> **Onderdelen opdracht**
[1] Hoeveel hoofdstukken telt het boek Hosea volgens het tekstfragment?
[2] Geef voor elke bewering aan of die klopt met het tekstfragment over Hosea, en citeer de woorden waarop je oordeel berust. (a) Het eerste deel van het boek beslaat de eerste drie hoofdstukken. (b) Het tweede deel gaat over het huwelijksleven van de profeet. (c) Hosea wordt tot de grote profeten gerekend.

> **Tekstfragment**
-=-=-=-=-
Lucepedia

Digitale theologische encyclopedie

Verantwoordelijke redacteur dossier: Alexis Szejnoga
Dossiers » Hosea, het boek » introductie » Hosea

Hosea



Het Bijbelboek Hosea behoort tot de twaalf zogenaamde 'kleine profeten' en neemt binnen deze verzameling van twaalf profetische werken een prominente plaats in.Het boek bestaat uit veertien hoofdstukken en kan naar de inhoud in tweeën gedeeld worden: een eerste deel, bestaande uit de eerste drie hoofdstukken, handelt over het huwelijksleven van de profeet Hosea, dat tevens metaforisch geduid kan worden als de relatie tussen God en zijn volk Israël. Het tweede deel, dat de overige elf hoofdstukken omvat, bevat diverse profetieën, en redevoeringen van de profeet. Het beeld van Israël als ontrouwe bruid wordt in dit Bijbelboek vrij sterk aangezet: Hosea schroomt niet het gedrag van het volk Israël scherp te veroordelen, zoals treffend verwoord in Hos 1:2, '...het land loopt door zijn overspel van de HEER weg'.
-=-=-=-=-
> **Getoonde rijen**
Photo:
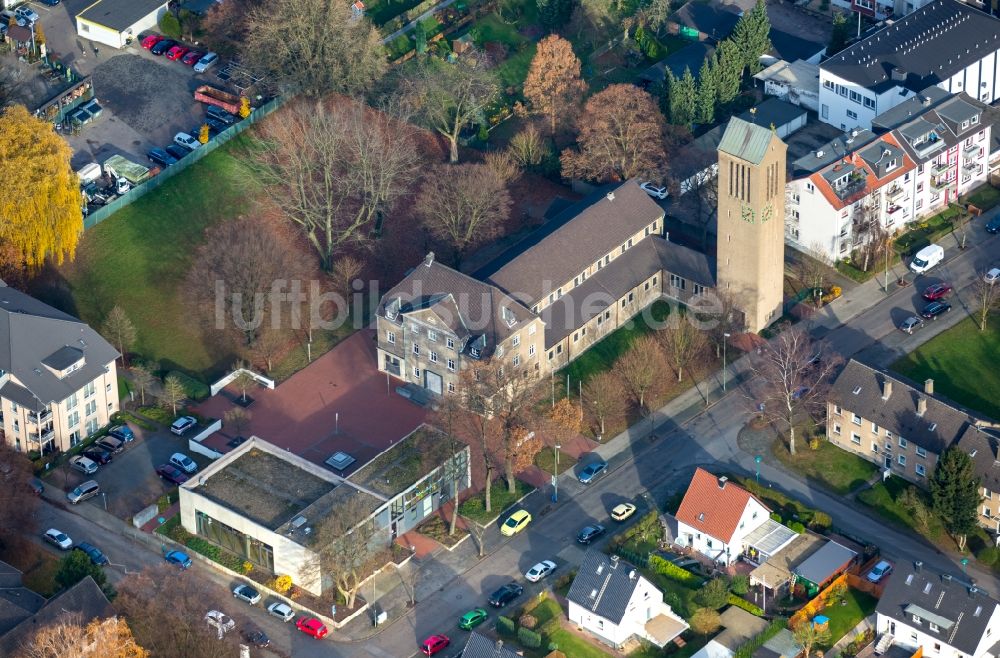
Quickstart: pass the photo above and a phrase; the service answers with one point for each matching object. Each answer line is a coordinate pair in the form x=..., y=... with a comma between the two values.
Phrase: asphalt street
-=-=-=-=-
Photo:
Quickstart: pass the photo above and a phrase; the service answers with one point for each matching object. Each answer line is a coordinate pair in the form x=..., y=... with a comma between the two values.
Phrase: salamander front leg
-=-=-=-=-
> **Genummerde antwoorden**
[1] Veertien hoofdstukken.

[2]
(a) Ja: "een eerste deel, bestaande uit de eerste drie hoofdstukken"
(b) Nee: "Het tweede deel, dat de overige elf hoofdstukken omvat, bevat diverse profetieën, en redevoeringen van de profeet."
(c) Nee: "behoort tot de twaalf zogenaamde 'kleine profeten'"